◆ TASK DIRECTIONS
In everything from the line containing "Can you find the trackside" down to the line containing "[[138, 286]]", switch "barrier wall" to "concrete wall". Give back only those lines, with nothing else changed.

◆ PROVIDED DATA
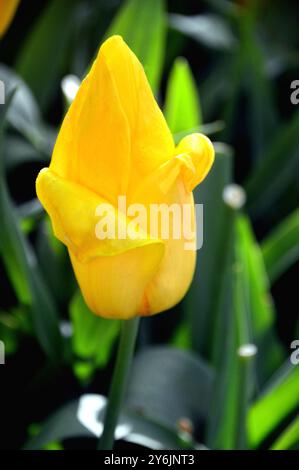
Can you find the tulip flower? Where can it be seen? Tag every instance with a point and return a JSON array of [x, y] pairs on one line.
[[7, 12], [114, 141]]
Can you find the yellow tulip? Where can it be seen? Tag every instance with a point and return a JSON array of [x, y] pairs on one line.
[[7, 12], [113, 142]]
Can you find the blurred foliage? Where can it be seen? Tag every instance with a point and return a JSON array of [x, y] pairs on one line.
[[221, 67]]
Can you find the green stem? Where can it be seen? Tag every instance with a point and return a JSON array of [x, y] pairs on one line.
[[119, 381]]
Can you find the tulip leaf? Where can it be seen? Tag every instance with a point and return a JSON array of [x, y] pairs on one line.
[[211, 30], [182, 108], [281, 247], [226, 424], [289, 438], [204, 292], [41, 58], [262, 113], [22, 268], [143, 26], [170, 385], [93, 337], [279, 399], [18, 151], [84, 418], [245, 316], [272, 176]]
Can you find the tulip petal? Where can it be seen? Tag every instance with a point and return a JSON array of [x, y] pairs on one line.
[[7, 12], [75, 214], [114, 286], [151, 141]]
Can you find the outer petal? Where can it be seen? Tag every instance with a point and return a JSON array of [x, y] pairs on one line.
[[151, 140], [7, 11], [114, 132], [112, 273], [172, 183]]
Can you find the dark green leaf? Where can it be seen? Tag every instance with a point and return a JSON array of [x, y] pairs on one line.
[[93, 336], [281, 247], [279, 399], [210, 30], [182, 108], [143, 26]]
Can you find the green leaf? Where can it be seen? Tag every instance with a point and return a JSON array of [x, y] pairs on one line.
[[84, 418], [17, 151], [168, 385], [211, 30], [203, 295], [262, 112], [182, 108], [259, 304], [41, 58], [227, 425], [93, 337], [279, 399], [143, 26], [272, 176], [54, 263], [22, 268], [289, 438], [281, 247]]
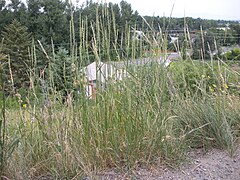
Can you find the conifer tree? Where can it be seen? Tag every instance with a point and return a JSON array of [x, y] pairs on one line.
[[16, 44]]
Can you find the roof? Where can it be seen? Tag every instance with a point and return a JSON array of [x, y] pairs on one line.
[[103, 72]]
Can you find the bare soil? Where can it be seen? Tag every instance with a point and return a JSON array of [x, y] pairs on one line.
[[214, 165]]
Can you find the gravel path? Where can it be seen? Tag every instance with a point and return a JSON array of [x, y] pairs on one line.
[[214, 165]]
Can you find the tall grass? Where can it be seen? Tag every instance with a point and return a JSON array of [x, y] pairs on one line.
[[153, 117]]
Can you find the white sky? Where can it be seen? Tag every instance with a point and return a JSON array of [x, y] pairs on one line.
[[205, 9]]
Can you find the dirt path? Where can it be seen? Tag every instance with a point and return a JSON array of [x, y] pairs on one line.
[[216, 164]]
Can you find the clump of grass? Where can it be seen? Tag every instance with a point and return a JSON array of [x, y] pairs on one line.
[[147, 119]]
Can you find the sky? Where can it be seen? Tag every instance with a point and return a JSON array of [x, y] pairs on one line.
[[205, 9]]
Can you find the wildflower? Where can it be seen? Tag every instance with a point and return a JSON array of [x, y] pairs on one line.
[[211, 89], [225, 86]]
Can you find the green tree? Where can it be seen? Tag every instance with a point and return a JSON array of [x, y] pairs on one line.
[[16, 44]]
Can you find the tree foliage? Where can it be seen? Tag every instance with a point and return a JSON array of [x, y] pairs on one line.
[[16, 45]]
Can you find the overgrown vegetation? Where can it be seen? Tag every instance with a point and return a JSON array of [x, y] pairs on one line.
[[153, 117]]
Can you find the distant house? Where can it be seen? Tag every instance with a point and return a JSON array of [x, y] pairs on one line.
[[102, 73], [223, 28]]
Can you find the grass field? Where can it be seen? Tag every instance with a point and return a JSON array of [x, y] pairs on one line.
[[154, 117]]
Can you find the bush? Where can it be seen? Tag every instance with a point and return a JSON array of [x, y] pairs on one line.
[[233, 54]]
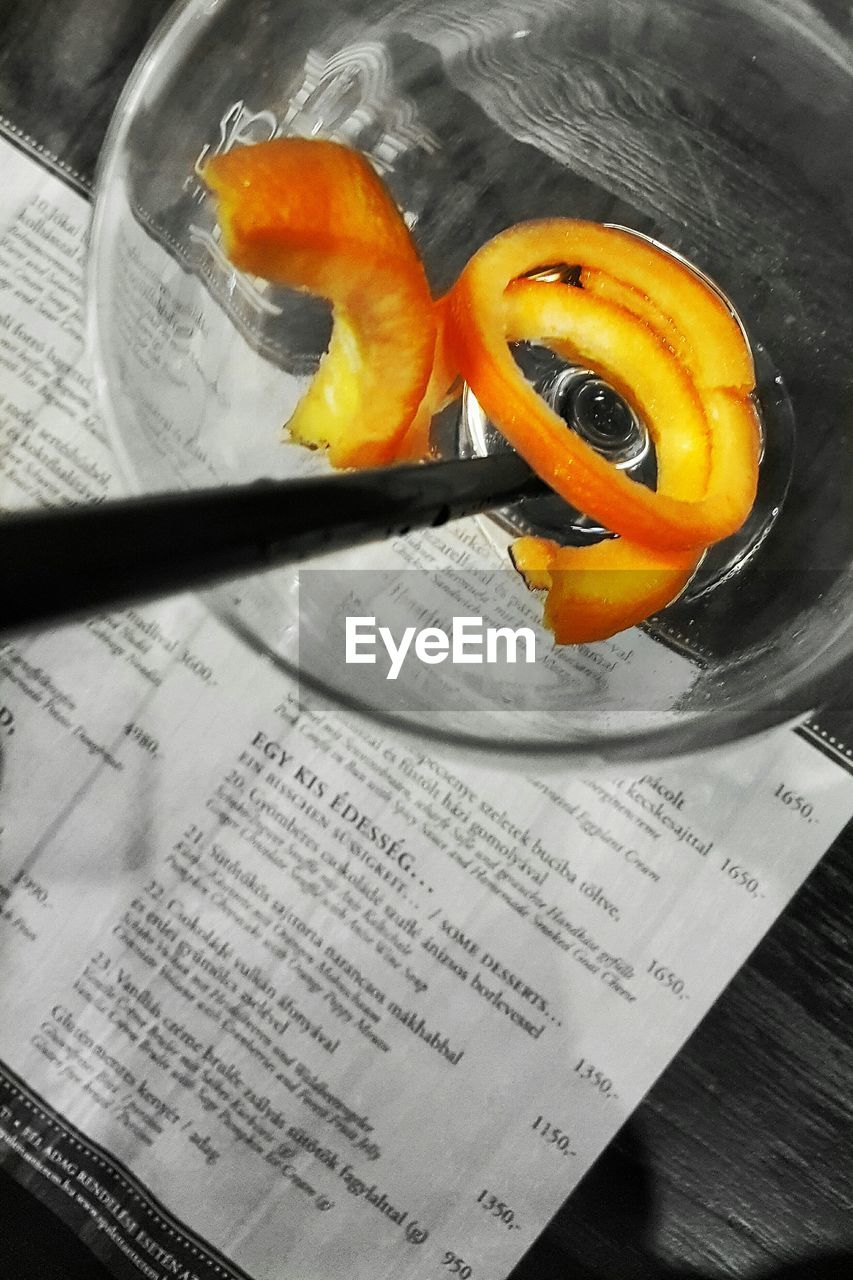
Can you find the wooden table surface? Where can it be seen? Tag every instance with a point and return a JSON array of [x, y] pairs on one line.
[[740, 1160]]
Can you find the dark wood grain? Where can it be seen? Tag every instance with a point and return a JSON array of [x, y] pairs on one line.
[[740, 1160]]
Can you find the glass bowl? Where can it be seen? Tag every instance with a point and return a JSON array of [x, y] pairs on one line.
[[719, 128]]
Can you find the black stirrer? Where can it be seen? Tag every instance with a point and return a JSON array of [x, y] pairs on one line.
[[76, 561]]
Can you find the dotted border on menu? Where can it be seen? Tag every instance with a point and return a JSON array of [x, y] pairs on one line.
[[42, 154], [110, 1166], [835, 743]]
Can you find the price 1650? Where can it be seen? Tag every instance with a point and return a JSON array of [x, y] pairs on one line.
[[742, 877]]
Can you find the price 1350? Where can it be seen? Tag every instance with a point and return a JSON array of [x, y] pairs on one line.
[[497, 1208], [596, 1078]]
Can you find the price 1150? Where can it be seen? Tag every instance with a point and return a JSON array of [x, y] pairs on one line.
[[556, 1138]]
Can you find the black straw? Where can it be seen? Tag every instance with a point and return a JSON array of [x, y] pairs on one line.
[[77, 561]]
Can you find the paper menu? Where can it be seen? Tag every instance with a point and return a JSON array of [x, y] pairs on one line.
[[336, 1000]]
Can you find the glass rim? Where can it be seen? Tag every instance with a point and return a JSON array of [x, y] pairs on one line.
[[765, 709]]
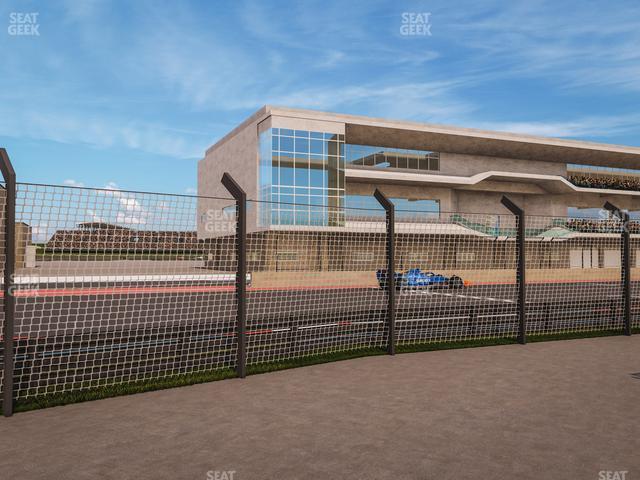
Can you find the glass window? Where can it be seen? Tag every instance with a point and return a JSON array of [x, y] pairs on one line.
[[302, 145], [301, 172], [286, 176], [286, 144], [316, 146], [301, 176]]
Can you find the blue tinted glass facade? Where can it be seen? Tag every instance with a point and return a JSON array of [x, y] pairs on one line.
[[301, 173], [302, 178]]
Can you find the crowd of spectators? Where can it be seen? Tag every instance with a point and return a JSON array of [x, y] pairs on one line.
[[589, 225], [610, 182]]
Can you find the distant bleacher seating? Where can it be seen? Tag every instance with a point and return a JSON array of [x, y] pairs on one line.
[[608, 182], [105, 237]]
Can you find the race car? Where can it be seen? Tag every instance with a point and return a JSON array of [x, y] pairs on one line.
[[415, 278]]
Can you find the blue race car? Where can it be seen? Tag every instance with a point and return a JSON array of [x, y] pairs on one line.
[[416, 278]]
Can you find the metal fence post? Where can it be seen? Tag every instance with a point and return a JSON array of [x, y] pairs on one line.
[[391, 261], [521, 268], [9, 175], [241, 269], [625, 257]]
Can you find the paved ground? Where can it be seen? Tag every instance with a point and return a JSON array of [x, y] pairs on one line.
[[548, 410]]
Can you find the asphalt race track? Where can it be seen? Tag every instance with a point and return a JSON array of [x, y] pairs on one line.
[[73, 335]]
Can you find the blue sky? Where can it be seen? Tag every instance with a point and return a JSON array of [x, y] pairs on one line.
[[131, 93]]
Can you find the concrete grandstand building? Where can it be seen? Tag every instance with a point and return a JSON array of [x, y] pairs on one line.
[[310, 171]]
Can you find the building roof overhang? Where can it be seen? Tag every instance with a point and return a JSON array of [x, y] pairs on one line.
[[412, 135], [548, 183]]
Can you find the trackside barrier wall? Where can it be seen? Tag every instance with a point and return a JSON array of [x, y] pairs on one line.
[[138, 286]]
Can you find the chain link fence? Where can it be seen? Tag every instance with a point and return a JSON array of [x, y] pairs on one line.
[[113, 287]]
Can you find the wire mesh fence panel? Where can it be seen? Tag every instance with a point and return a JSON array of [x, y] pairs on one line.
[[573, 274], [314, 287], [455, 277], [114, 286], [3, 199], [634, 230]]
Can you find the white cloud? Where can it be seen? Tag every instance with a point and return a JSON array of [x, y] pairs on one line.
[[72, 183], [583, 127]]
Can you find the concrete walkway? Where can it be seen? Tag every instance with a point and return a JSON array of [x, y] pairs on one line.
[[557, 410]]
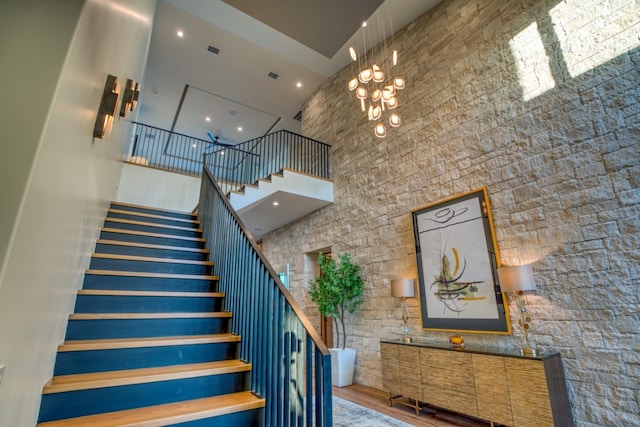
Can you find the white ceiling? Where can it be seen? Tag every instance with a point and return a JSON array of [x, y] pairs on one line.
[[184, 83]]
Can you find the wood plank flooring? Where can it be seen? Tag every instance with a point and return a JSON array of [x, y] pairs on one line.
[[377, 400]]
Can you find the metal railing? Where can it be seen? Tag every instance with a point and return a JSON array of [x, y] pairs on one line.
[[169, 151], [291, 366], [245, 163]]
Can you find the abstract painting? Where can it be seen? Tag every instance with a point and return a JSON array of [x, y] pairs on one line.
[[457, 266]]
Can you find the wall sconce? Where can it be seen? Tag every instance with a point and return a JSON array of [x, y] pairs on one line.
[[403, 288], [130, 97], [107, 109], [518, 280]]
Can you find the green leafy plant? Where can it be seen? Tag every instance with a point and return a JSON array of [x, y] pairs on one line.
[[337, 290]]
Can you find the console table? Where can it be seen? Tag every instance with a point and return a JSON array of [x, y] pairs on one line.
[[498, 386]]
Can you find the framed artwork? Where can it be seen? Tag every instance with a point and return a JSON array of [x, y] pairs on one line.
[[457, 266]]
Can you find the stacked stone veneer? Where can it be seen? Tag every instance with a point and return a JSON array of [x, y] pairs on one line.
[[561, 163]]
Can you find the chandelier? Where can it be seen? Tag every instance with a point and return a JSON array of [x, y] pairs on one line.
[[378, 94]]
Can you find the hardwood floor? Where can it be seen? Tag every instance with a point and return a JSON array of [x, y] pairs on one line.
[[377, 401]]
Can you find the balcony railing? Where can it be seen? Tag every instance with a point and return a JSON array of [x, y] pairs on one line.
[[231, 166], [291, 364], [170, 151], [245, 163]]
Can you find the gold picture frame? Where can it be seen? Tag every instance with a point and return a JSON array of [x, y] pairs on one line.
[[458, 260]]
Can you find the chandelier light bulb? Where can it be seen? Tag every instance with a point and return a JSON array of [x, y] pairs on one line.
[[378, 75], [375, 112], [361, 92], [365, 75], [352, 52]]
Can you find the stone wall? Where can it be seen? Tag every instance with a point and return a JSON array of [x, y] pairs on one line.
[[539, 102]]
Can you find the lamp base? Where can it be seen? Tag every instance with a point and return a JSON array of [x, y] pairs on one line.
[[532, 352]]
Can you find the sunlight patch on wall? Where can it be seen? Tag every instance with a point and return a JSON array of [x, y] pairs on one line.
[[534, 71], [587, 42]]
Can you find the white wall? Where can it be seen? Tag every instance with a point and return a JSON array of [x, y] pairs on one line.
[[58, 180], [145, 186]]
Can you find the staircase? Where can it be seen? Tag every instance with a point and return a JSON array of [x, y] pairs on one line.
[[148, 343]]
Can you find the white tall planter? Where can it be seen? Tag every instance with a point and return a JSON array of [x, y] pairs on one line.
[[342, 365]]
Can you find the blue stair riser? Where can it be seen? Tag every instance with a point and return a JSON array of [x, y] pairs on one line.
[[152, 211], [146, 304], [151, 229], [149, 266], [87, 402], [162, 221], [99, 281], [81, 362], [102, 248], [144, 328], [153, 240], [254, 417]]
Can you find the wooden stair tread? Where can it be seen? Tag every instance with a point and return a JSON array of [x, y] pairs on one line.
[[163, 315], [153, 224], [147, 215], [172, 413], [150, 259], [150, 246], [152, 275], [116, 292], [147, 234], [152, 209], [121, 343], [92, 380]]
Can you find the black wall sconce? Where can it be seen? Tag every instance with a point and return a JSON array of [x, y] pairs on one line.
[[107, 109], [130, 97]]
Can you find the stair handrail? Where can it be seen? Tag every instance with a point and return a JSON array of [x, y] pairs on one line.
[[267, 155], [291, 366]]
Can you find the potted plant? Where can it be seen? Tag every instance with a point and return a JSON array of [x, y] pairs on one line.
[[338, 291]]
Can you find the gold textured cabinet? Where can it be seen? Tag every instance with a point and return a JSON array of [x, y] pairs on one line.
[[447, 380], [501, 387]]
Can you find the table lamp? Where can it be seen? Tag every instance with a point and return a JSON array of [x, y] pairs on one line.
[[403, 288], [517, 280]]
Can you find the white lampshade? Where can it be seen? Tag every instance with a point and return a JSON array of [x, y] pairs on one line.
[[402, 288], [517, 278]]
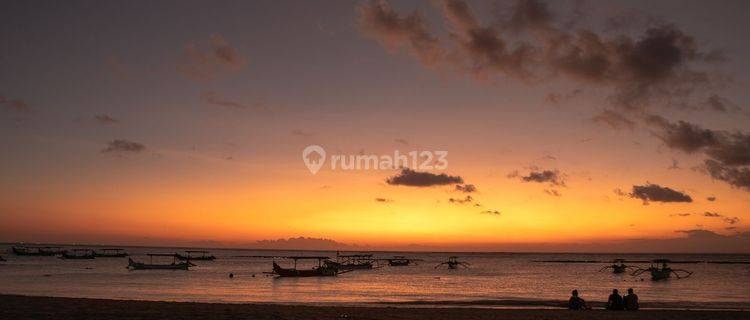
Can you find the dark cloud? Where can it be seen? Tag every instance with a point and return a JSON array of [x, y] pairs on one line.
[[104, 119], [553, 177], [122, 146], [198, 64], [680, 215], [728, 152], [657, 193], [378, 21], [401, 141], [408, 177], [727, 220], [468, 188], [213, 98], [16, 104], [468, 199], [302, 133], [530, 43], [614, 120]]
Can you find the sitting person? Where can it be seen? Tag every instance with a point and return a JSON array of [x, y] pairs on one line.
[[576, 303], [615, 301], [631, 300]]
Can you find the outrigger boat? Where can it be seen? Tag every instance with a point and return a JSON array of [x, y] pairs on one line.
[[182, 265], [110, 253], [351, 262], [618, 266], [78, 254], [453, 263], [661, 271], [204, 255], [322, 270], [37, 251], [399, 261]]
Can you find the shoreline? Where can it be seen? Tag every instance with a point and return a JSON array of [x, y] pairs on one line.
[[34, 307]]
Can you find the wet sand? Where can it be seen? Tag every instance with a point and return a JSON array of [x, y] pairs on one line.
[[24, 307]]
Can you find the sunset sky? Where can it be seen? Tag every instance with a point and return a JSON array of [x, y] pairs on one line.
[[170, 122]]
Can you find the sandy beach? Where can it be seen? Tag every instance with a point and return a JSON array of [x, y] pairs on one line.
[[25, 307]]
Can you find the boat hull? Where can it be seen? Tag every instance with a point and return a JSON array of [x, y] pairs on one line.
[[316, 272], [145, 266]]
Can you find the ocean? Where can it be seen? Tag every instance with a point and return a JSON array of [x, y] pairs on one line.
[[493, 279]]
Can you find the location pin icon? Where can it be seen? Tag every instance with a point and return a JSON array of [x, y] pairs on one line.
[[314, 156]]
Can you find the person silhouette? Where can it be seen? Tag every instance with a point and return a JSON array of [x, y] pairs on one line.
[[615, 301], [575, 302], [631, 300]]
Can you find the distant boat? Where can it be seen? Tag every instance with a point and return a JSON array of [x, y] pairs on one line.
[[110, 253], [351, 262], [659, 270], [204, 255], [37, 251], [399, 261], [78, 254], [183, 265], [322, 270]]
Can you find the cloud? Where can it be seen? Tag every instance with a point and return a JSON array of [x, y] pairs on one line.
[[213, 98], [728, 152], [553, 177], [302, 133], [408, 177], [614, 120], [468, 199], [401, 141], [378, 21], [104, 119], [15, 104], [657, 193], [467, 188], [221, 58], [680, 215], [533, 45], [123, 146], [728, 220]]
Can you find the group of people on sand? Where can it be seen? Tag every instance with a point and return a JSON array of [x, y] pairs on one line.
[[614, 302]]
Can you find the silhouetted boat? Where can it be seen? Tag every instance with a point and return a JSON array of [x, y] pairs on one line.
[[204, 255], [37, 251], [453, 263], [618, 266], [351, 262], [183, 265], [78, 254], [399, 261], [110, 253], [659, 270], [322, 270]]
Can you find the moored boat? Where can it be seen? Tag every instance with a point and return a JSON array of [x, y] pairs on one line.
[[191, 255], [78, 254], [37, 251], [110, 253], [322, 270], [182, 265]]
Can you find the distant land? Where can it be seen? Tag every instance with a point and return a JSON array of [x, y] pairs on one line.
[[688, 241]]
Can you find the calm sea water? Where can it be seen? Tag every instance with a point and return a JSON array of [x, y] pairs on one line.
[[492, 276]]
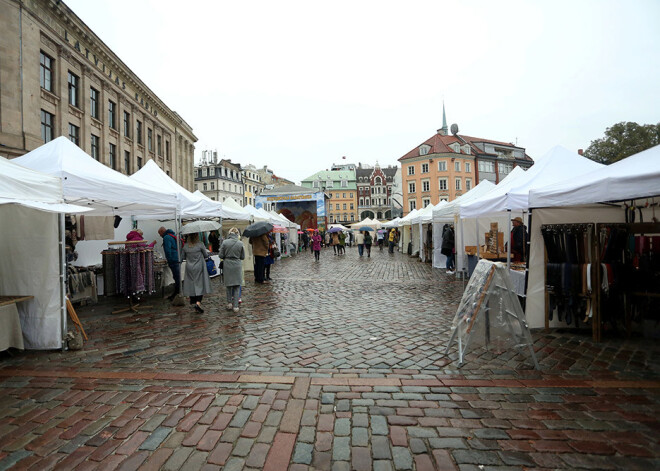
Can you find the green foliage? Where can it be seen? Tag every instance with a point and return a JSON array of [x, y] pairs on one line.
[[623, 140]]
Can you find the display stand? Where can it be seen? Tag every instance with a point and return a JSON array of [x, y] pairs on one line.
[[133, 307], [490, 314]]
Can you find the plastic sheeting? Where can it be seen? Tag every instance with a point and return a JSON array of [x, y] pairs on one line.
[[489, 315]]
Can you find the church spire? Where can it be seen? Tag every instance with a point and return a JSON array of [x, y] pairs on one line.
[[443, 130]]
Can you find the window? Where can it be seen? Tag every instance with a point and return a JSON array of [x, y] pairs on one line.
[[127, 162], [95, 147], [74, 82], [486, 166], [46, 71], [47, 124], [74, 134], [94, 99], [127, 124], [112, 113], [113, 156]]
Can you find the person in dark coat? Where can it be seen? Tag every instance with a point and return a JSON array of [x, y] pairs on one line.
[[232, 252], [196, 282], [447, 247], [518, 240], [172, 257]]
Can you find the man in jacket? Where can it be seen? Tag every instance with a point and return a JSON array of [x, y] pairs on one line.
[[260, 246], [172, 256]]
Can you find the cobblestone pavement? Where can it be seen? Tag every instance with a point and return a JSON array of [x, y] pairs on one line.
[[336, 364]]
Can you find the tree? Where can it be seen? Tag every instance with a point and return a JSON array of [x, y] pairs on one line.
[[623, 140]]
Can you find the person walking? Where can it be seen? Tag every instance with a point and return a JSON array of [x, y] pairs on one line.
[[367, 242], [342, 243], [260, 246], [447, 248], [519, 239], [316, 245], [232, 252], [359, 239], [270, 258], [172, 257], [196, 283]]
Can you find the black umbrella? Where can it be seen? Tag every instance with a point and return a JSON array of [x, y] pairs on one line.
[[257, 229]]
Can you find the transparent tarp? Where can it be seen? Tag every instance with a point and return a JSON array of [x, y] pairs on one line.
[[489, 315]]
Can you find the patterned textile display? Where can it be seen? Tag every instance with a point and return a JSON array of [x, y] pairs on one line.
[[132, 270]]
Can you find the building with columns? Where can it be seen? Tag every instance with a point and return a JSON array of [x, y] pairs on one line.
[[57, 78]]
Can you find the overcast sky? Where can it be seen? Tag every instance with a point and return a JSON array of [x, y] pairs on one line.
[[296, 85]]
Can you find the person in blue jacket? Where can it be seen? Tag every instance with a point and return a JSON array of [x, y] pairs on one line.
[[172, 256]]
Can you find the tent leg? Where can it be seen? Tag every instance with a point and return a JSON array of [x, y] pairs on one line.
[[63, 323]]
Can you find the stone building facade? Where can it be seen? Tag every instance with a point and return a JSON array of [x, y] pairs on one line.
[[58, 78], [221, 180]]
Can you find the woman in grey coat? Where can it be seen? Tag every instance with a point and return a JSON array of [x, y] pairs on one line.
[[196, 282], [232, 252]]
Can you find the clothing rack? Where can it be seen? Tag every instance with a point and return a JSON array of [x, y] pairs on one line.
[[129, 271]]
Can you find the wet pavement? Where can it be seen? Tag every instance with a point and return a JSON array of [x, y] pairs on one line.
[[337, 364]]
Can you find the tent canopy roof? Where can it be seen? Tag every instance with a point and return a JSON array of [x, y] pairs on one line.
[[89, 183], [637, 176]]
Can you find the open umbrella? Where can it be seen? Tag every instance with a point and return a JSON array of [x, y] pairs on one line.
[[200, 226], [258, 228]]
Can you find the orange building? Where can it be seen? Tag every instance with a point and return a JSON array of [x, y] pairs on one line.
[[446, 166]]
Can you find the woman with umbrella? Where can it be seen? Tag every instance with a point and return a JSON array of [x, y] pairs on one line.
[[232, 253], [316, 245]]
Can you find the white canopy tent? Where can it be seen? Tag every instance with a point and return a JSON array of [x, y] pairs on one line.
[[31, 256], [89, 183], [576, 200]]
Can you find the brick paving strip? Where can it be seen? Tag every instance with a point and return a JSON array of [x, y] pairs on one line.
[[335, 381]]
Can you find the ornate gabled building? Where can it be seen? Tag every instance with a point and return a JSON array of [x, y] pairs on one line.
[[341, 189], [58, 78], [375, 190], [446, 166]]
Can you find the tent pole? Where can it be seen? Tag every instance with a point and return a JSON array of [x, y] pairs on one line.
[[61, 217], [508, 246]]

◆ COMPLETE ANSWER
Can you find the trackside concrete wall? Where can it be seen? Tag every instance with a point and return a JSON array of [x, y] pairs on one line.
[[138, 286]]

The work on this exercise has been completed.